PROMPT
Sift the material below and copy out every line that contains the string "chair". Case matters, so a line counts only if the letters match in uppercase and lowercase.

GIVEN DATA
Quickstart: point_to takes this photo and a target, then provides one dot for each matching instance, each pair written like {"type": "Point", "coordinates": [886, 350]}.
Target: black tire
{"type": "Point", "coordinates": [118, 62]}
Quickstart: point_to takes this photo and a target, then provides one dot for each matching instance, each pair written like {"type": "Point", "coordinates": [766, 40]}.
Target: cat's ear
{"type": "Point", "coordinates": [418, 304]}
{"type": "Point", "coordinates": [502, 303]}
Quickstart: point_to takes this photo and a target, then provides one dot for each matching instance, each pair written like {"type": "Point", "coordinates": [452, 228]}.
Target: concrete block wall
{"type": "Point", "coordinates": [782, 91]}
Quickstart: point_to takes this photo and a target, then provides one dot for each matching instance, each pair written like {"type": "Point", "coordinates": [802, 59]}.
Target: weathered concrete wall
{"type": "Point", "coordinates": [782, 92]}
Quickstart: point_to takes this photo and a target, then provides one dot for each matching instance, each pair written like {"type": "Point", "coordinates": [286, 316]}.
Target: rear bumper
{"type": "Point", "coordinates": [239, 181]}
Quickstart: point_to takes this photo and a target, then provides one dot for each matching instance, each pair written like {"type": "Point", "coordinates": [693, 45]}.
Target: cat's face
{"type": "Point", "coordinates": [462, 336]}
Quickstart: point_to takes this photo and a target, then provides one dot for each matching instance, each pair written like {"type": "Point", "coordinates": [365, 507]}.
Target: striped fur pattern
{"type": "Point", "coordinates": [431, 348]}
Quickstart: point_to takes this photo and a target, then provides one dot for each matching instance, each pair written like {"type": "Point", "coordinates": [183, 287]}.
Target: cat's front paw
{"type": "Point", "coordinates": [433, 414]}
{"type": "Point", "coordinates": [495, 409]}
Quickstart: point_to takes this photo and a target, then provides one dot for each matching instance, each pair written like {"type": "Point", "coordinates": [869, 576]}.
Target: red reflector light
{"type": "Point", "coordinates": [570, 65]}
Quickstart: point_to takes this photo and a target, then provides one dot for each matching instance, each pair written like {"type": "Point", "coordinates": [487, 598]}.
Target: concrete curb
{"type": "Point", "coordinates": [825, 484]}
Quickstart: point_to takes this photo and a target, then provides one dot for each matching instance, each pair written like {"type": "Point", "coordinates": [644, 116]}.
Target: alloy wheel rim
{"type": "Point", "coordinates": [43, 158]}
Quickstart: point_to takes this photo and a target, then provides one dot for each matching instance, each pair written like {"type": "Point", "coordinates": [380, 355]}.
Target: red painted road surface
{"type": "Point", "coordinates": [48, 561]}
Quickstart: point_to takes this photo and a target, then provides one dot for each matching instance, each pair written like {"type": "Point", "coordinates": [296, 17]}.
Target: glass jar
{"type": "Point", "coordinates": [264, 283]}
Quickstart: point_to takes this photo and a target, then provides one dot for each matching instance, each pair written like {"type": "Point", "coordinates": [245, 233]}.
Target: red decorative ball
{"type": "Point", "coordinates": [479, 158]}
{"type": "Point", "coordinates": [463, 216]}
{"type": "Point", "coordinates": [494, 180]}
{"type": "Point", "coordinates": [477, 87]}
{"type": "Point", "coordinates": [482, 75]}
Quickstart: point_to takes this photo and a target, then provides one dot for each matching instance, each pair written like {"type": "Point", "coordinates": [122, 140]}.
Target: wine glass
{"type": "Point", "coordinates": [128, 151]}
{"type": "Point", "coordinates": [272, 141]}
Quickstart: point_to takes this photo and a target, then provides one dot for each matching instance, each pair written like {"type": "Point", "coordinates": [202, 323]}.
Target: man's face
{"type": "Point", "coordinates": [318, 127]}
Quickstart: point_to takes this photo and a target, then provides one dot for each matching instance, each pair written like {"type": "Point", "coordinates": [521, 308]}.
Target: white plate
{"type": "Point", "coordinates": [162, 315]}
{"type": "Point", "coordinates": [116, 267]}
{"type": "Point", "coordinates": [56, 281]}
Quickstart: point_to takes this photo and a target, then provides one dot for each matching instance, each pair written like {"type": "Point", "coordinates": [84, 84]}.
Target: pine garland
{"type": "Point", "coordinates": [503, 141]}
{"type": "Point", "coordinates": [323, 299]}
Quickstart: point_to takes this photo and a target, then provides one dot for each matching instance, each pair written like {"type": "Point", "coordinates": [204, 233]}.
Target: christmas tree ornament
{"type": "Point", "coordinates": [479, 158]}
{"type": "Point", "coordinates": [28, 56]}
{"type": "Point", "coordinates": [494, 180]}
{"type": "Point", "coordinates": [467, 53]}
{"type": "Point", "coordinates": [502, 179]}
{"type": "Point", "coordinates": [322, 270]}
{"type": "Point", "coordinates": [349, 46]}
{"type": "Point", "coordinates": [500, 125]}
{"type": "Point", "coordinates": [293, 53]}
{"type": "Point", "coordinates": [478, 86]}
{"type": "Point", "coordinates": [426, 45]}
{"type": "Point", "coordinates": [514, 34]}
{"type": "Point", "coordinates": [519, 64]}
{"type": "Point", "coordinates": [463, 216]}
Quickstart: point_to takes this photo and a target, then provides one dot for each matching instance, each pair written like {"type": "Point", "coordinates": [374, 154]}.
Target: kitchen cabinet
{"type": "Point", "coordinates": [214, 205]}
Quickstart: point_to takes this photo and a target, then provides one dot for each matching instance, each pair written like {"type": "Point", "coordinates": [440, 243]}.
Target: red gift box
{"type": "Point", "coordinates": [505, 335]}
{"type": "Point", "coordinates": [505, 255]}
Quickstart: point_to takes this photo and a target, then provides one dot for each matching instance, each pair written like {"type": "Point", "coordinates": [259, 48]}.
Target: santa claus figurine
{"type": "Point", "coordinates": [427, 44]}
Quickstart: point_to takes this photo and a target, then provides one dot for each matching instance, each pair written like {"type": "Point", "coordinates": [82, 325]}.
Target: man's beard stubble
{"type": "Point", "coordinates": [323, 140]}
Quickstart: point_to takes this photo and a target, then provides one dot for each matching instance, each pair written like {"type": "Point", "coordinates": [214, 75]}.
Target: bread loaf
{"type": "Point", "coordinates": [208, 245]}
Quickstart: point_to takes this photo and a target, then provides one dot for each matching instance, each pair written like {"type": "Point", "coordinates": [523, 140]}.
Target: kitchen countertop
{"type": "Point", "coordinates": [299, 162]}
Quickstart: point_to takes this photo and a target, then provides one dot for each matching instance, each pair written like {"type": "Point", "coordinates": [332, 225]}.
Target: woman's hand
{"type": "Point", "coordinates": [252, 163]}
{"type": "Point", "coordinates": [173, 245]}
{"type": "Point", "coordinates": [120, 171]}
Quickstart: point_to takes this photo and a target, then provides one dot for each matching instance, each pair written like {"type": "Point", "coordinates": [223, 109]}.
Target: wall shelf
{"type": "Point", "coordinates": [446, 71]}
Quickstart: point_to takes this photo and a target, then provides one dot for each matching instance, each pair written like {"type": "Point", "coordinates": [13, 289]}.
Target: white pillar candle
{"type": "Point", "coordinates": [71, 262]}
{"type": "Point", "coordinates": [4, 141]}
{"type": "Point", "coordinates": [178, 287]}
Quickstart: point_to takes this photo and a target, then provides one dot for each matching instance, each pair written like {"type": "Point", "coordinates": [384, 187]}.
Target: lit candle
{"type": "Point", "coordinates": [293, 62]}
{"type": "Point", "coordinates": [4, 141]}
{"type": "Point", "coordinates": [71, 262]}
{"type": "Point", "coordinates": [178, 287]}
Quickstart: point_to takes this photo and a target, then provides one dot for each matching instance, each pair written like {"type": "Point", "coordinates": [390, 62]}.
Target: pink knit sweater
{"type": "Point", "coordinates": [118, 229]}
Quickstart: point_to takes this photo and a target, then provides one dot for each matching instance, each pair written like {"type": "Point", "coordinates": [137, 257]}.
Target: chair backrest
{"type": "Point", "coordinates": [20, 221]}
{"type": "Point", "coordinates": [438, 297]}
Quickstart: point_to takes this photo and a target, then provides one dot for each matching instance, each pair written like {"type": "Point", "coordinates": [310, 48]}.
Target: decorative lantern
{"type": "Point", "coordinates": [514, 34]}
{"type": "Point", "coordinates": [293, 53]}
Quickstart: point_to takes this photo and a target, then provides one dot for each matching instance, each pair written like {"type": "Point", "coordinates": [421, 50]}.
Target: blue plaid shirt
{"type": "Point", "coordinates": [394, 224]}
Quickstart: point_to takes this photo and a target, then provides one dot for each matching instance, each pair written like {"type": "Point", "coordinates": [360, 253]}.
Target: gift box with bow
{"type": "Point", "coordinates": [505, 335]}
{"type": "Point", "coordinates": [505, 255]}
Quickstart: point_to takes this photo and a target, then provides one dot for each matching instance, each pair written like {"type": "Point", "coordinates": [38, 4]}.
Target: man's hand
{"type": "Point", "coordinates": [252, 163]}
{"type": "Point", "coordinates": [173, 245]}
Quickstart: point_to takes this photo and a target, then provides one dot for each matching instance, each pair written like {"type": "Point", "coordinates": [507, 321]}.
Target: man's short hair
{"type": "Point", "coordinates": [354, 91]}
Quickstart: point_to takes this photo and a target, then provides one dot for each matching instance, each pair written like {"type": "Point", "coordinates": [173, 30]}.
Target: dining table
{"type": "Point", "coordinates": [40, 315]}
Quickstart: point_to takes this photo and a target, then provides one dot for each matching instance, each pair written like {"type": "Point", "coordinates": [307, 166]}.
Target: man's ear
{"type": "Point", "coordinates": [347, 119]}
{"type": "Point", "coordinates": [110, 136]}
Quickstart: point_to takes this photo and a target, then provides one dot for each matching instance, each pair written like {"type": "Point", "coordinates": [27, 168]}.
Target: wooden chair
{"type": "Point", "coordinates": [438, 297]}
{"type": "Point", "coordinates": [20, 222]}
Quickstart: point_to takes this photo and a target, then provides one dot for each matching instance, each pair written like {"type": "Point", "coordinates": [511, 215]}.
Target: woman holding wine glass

RESPONSE TO THE TASK
Target: chair backrest
Target: wooden chair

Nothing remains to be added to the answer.